Task to complete
Please rewrite the lines starting with the line with "task: segment the" and going on through the line with "parts: an instance", replacing "separate" with "distinct" and leaving everything else unchanged.

Records for this exercise
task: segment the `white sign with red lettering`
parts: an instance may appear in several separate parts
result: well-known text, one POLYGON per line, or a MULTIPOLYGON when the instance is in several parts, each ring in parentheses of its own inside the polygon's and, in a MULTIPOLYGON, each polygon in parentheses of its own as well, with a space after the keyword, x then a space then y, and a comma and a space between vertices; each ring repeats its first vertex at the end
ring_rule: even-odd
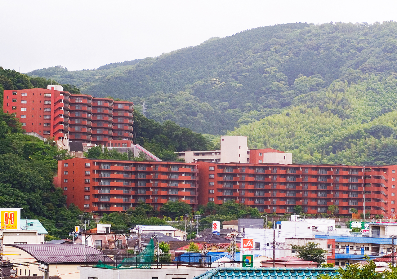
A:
--
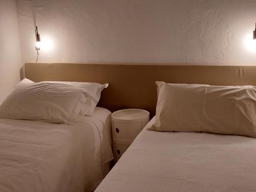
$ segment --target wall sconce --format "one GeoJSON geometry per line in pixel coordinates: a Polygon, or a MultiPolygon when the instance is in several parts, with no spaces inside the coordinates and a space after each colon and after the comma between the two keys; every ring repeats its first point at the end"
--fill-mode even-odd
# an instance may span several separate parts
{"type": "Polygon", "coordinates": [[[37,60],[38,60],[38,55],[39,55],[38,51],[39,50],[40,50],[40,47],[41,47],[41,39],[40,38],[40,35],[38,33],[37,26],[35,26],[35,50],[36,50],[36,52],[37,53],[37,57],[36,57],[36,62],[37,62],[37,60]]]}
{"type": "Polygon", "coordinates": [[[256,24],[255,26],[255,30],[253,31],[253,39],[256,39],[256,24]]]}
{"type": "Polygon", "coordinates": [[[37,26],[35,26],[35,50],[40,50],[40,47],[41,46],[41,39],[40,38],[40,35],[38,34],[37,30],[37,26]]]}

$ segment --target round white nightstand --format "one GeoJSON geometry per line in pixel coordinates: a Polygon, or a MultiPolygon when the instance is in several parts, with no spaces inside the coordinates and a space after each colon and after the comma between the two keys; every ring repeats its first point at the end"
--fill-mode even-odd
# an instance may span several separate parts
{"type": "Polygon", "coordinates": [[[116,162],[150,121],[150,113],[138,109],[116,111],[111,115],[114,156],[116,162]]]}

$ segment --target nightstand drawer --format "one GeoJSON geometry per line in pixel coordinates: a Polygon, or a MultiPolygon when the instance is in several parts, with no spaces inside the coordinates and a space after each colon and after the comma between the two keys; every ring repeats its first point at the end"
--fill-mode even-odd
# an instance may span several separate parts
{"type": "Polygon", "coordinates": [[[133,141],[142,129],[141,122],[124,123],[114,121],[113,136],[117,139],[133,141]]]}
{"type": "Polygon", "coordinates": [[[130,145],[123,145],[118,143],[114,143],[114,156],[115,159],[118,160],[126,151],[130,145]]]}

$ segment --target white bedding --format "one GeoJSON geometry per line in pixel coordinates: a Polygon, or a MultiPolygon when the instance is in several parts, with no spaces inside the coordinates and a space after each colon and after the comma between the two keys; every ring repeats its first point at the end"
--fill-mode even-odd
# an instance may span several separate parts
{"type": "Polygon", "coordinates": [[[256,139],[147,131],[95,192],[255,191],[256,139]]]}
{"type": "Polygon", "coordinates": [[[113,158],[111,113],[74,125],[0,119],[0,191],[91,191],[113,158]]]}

The response
task: segment the `white sign with red lettering`
parts: an instance may appear in several distinct parts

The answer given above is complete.